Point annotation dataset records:
****************************************

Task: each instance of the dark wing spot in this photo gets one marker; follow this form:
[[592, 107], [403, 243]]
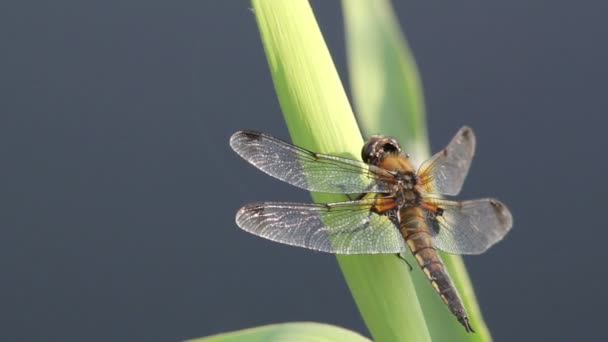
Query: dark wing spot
[[252, 135]]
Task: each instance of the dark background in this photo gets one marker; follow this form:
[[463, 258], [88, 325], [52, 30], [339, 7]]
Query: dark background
[[118, 189]]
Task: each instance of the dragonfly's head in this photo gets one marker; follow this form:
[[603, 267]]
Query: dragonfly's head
[[379, 147]]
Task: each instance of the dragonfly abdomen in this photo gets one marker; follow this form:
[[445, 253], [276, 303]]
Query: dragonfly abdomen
[[420, 242]]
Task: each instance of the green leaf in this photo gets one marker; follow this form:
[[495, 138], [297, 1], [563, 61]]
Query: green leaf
[[288, 332], [320, 118], [389, 100]]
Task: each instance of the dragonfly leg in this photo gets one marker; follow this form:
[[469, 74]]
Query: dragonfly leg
[[400, 256]]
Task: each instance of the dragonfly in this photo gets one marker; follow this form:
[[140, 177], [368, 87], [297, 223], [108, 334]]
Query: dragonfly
[[395, 207]]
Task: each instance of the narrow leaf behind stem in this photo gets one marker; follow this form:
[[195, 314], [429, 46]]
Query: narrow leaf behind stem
[[389, 100], [320, 118]]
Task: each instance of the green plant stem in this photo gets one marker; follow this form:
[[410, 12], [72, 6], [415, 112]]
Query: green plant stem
[[319, 118], [389, 100]]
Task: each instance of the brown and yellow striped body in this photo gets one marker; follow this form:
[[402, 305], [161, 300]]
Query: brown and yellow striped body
[[386, 153], [417, 235]]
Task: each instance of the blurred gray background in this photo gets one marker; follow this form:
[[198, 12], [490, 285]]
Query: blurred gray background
[[118, 187]]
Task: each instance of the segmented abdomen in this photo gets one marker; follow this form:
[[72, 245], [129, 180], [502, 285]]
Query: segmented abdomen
[[418, 237]]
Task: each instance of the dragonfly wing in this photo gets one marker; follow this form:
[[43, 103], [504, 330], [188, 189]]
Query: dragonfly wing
[[469, 227], [341, 228], [309, 170], [446, 171]]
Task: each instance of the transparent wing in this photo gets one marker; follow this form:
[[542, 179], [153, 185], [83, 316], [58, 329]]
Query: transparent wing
[[445, 172], [309, 170], [469, 227], [341, 228]]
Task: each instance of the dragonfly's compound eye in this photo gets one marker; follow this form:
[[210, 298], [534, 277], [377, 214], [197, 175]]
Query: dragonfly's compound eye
[[378, 147]]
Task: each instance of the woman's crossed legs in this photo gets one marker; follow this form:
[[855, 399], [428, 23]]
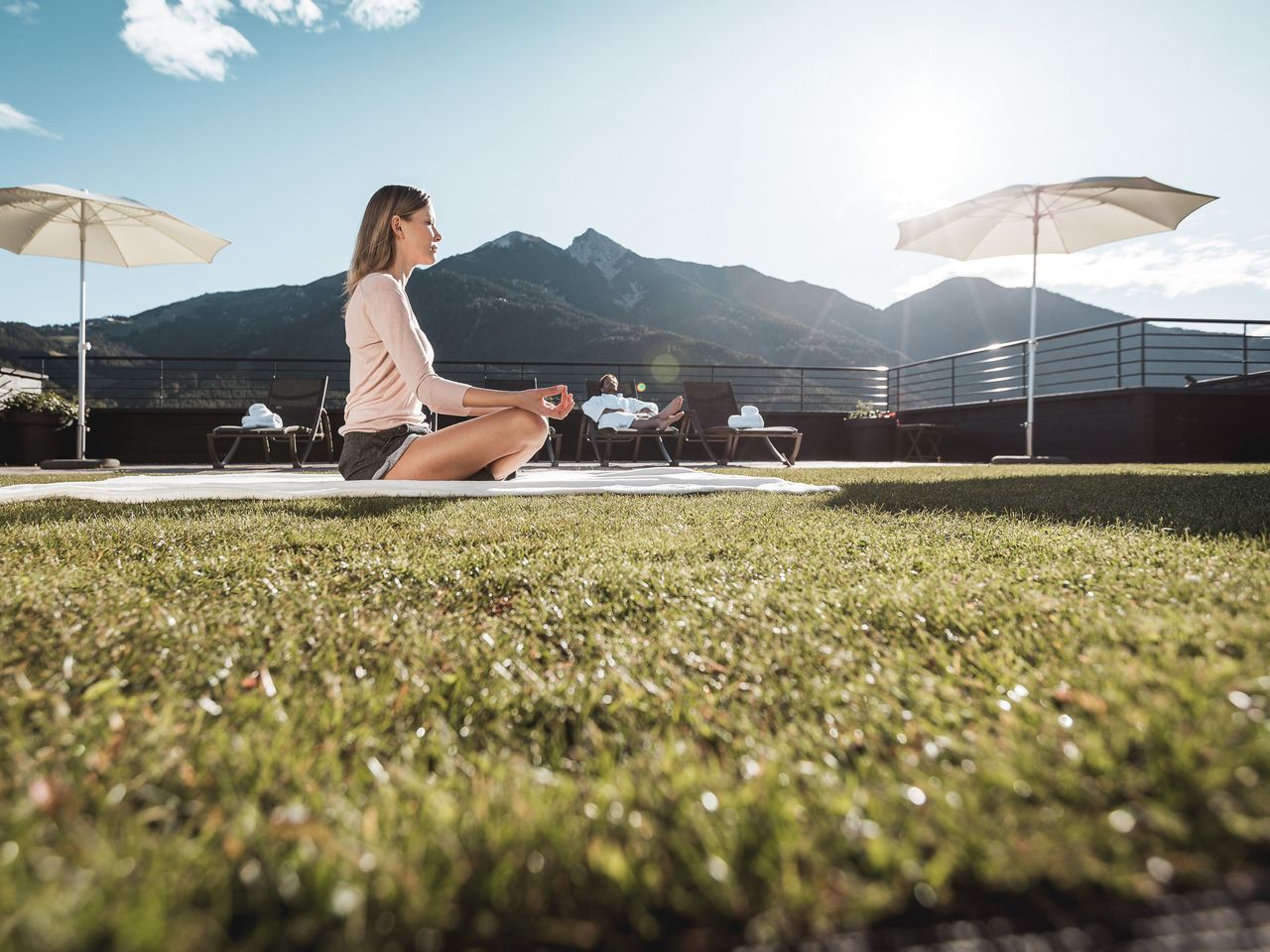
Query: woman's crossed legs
[[503, 440]]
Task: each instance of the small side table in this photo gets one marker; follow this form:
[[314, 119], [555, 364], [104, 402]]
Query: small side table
[[921, 442]]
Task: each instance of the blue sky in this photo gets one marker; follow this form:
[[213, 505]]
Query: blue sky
[[790, 137]]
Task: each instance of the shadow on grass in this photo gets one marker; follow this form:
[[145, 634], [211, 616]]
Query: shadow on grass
[[1201, 504], [63, 509]]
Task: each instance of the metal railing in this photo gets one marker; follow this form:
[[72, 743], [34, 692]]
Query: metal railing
[[1130, 353], [191, 382]]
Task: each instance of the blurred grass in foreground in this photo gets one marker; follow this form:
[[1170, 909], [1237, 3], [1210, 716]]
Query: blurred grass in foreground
[[610, 721]]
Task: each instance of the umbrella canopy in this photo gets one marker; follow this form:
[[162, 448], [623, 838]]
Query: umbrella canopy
[[50, 221], [1058, 218], [55, 221], [1069, 216]]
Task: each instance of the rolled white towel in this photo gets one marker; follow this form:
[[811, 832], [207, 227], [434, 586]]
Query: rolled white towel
[[259, 416], [749, 417]]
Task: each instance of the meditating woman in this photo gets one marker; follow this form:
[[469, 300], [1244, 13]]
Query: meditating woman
[[391, 376]]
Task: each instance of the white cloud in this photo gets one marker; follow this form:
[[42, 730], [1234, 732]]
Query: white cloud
[[23, 9], [307, 13], [1183, 266], [382, 14], [187, 40], [14, 121]]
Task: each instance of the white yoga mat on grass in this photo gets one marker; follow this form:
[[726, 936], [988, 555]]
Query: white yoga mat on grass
[[663, 480]]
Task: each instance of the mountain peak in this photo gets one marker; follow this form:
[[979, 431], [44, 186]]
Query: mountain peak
[[599, 250]]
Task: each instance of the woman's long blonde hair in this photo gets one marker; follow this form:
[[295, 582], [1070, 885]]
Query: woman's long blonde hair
[[373, 248]]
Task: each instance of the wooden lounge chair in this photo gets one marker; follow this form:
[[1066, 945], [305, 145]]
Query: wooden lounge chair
[[707, 405], [300, 402], [554, 435], [590, 433]]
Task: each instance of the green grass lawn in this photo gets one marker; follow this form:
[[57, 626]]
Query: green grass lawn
[[608, 721]]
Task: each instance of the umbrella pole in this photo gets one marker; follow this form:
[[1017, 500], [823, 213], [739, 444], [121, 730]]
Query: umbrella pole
[[1032, 331], [80, 430]]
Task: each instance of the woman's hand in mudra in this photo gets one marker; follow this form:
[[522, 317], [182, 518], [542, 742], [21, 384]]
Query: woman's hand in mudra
[[539, 402]]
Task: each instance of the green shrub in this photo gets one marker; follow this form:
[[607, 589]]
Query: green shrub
[[48, 403]]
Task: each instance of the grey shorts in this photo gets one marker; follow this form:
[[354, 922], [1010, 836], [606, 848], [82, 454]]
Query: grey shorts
[[370, 456]]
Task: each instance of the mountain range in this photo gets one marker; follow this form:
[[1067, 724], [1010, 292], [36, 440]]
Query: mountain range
[[520, 298]]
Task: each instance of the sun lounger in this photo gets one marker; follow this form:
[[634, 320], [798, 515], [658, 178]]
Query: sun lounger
[[607, 438], [300, 402], [708, 405]]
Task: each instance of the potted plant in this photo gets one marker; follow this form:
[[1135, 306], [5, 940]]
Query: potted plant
[[870, 431], [37, 426]]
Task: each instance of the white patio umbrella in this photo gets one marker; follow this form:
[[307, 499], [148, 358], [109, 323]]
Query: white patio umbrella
[[64, 222], [1060, 218]]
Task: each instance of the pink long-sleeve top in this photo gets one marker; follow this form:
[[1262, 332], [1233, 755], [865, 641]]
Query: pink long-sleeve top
[[391, 375]]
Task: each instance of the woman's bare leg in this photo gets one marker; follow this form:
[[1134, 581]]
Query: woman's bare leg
[[504, 440]]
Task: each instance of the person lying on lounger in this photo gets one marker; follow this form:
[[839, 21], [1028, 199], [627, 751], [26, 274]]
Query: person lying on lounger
[[613, 412], [386, 435]]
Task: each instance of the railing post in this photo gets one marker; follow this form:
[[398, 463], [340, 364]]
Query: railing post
[[1119, 376], [1142, 354]]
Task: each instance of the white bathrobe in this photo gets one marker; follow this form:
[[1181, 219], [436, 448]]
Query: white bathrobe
[[624, 411]]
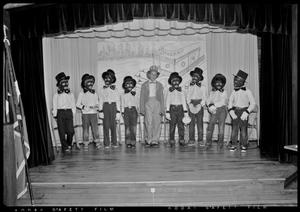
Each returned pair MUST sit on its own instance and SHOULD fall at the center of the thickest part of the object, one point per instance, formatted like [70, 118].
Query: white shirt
[175, 98]
[241, 98]
[196, 92]
[152, 88]
[129, 100]
[87, 100]
[63, 101]
[109, 95]
[217, 98]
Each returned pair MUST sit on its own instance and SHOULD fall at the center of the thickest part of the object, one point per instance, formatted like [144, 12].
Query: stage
[164, 176]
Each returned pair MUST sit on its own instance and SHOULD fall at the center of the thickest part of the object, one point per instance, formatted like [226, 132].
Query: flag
[14, 114]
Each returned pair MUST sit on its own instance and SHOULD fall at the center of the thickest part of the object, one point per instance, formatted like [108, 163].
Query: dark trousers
[109, 123]
[239, 125]
[219, 116]
[130, 122]
[65, 127]
[87, 121]
[176, 115]
[196, 119]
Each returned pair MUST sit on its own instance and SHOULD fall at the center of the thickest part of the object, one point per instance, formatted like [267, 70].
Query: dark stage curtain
[271, 22]
[28, 60]
[276, 95]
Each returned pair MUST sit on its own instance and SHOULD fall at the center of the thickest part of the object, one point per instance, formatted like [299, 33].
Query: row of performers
[178, 108]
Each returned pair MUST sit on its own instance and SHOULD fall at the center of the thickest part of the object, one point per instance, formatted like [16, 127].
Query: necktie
[171, 89]
[243, 88]
[111, 86]
[60, 91]
[221, 90]
[197, 83]
[132, 92]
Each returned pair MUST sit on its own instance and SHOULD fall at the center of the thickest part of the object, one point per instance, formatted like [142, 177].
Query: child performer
[196, 98]
[64, 110]
[217, 107]
[129, 103]
[241, 103]
[88, 103]
[176, 108]
[109, 104]
[152, 106]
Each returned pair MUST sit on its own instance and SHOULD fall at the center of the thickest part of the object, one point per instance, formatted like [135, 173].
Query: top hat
[60, 77]
[111, 74]
[218, 77]
[242, 75]
[128, 79]
[153, 68]
[197, 71]
[174, 75]
[85, 78]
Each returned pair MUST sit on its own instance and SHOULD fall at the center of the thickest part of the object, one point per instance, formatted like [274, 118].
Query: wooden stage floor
[164, 176]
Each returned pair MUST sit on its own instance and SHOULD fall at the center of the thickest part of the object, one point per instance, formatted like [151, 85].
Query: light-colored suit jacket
[144, 96]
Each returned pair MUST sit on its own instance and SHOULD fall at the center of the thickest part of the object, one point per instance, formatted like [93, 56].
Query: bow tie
[171, 89]
[195, 83]
[132, 92]
[90, 90]
[243, 88]
[59, 91]
[111, 86]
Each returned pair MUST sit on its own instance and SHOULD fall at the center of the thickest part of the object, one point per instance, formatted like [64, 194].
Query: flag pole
[27, 176]
[6, 41]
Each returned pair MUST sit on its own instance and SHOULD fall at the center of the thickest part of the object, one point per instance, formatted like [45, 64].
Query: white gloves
[244, 116]
[186, 119]
[232, 114]
[101, 115]
[202, 103]
[212, 109]
[168, 116]
[118, 116]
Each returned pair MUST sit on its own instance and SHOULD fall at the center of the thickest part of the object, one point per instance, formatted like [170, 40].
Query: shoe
[181, 143]
[243, 149]
[220, 145]
[201, 143]
[232, 149]
[191, 143]
[86, 147]
[208, 145]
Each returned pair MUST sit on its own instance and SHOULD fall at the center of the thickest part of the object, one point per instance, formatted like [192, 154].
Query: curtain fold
[31, 83]
[275, 95]
[30, 25]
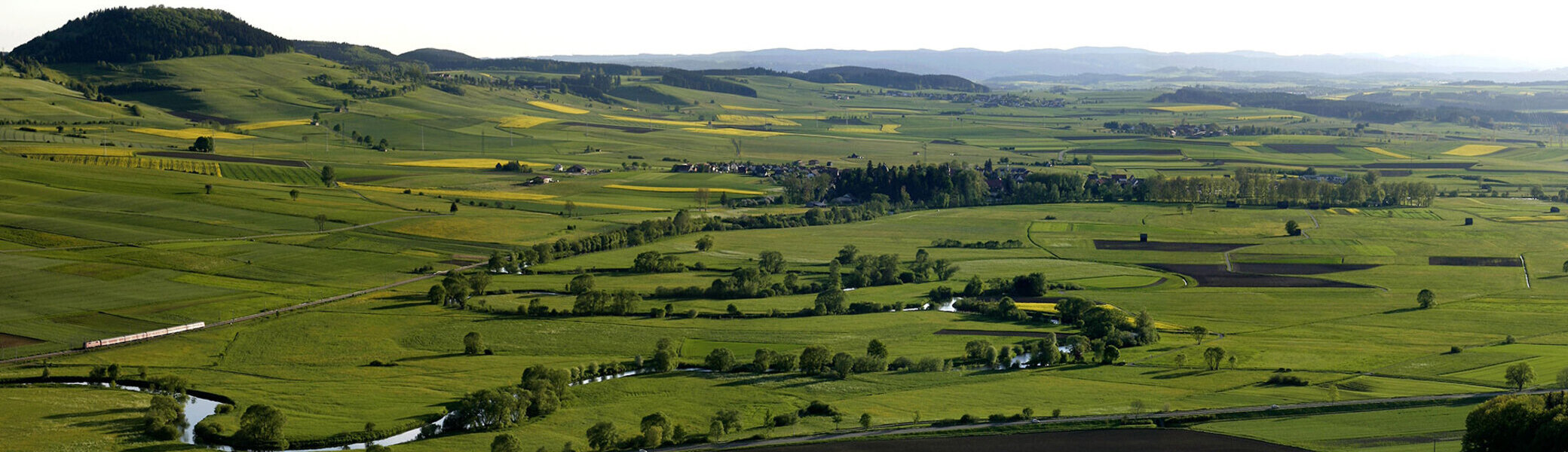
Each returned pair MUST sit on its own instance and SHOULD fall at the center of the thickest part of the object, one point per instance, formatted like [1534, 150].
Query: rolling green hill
[124, 35]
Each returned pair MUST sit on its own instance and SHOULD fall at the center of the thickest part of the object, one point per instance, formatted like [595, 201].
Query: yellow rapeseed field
[1266, 117]
[681, 189]
[866, 129]
[270, 124]
[188, 134]
[139, 162]
[557, 108]
[1386, 153]
[498, 195]
[524, 121]
[1190, 108]
[884, 110]
[471, 163]
[742, 120]
[734, 133]
[68, 151]
[654, 121]
[747, 108]
[1475, 149]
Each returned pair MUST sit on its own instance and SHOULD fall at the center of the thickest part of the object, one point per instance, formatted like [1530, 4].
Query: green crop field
[380, 178]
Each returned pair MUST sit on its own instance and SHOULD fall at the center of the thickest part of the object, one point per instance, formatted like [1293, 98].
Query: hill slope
[123, 35]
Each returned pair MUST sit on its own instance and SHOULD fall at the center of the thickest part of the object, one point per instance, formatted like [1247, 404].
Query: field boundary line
[255, 316]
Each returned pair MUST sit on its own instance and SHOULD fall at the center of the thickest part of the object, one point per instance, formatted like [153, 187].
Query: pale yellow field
[522, 121]
[188, 134]
[654, 121]
[866, 129]
[1190, 108]
[557, 108]
[1475, 149]
[681, 189]
[1536, 218]
[746, 108]
[499, 195]
[270, 124]
[1267, 117]
[1386, 153]
[734, 133]
[742, 120]
[471, 163]
[197, 166]
[801, 117]
[884, 110]
[68, 151]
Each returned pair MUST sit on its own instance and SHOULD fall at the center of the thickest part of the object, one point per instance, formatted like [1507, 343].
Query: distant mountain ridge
[982, 65]
[126, 35]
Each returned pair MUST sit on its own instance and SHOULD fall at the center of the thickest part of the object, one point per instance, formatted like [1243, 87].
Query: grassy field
[103, 250]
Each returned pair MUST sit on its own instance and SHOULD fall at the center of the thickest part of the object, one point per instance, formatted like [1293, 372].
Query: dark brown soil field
[628, 129]
[1217, 276]
[7, 341]
[1001, 333]
[1429, 165]
[1305, 148]
[1462, 261]
[1122, 440]
[1095, 137]
[1299, 269]
[1128, 151]
[1192, 247]
[231, 159]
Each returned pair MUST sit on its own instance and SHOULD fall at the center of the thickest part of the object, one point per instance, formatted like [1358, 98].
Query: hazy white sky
[1527, 32]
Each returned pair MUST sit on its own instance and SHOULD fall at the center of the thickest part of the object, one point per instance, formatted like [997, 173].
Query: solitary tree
[1199, 333]
[262, 426]
[1214, 356]
[505, 443]
[602, 435]
[1520, 375]
[203, 145]
[473, 344]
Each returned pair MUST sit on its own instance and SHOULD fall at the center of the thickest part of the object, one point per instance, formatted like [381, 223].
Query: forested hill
[449, 60]
[124, 35]
[1358, 110]
[891, 79]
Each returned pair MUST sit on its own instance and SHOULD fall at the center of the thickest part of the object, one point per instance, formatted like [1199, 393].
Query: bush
[1285, 380]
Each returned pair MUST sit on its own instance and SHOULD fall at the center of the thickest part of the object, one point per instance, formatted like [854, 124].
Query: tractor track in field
[222, 239]
[264, 314]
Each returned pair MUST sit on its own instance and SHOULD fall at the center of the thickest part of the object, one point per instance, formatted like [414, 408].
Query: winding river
[198, 408]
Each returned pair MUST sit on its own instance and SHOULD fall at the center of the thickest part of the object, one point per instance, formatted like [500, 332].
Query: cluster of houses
[759, 170]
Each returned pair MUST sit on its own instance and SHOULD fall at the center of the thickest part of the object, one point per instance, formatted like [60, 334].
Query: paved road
[220, 239]
[258, 314]
[1283, 410]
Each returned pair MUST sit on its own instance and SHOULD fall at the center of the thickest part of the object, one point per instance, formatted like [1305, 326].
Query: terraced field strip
[682, 189]
[557, 108]
[1475, 149]
[469, 163]
[1192, 108]
[188, 134]
[273, 124]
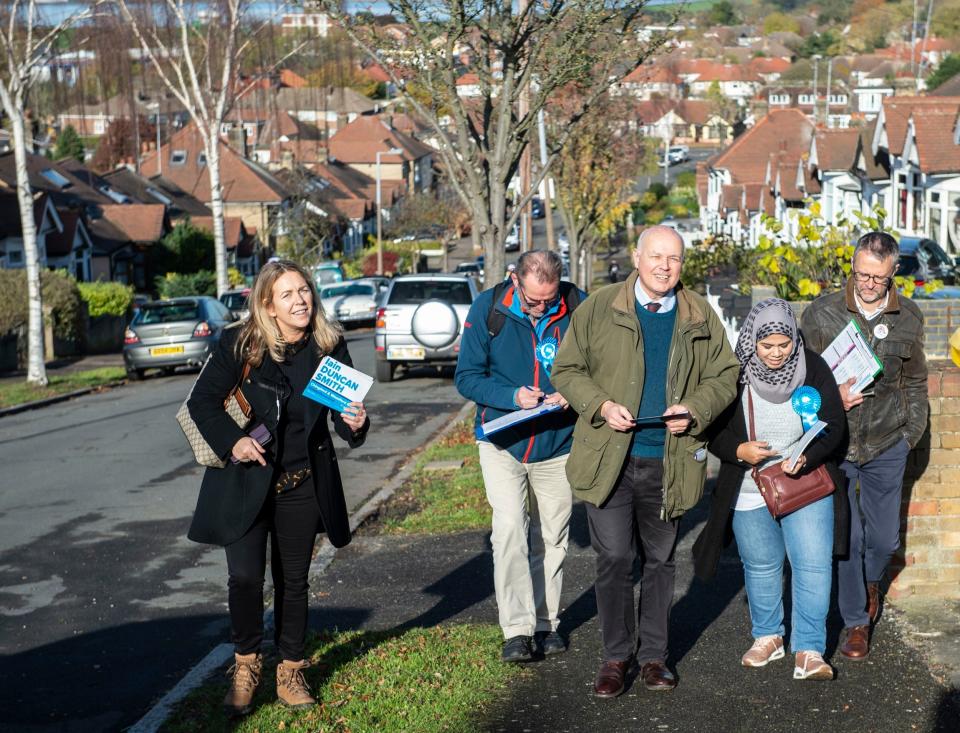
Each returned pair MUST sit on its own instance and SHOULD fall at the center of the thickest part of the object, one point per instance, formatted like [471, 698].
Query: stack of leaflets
[336, 385]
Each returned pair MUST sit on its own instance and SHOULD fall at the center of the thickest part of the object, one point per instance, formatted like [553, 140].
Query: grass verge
[438, 502]
[17, 392]
[423, 680]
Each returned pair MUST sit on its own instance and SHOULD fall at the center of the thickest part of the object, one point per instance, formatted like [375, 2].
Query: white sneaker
[810, 666]
[765, 649]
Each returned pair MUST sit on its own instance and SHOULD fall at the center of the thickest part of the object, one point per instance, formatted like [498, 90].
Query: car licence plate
[406, 352]
[166, 350]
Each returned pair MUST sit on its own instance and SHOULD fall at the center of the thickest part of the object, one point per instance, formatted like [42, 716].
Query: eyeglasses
[863, 278]
[533, 303]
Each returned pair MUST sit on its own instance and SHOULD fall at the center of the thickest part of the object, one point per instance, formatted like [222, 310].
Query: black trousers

****************************************

• _Task description_
Copy the lines of the material above without any changes, beginning with the line that contains "Task: each instance of the blue" and continuing through the line that contains "40], [14, 121]]".

• _Solution to this problem_
Task: each instance of the blue sky in this photo gets one marker; follow this form:
[[213, 505]]
Query: blue sky
[[790, 137]]
Task: each instance of the shadow on grass in this photo gets one marker; follow this form:
[[145, 634], [211, 616]]
Query: shadow on grass
[[1201, 504], [63, 509]]
Task: each instance of the metal railing in this photo gets one marker; follow this form:
[[72, 743], [34, 692]]
Query: metal railing
[[1130, 353], [191, 382]]
Task: each instance of the blurred grass in foreground in this photo gets one marker; follow this form:
[[1170, 909], [1237, 3], [1210, 716]]
Query: blurred grass in foreground
[[610, 721]]
Task: each instance of the umbrella canopy in this photo gets one marker; follow this form:
[[162, 448], [623, 838]]
Query: umbrella canopy
[[50, 221], [1058, 218], [55, 221], [1069, 216]]
Task: each instance of the rolled white towel in this photo gets one marker; follow this form:
[[811, 832], [207, 227], [434, 586]]
Query: rolled white towel
[[259, 416], [749, 417]]
Task: each instance of the meditating woman in this photo gets one marker; follow this form:
[[469, 300], [1244, 13]]
Query: meditating woman
[[391, 376]]
Task: each instance of the white cloud in this photo gets one marker; follow this form:
[[42, 730], [1234, 732]]
Query: white cloud
[[23, 9], [307, 13], [1183, 266], [382, 14], [187, 40], [14, 121]]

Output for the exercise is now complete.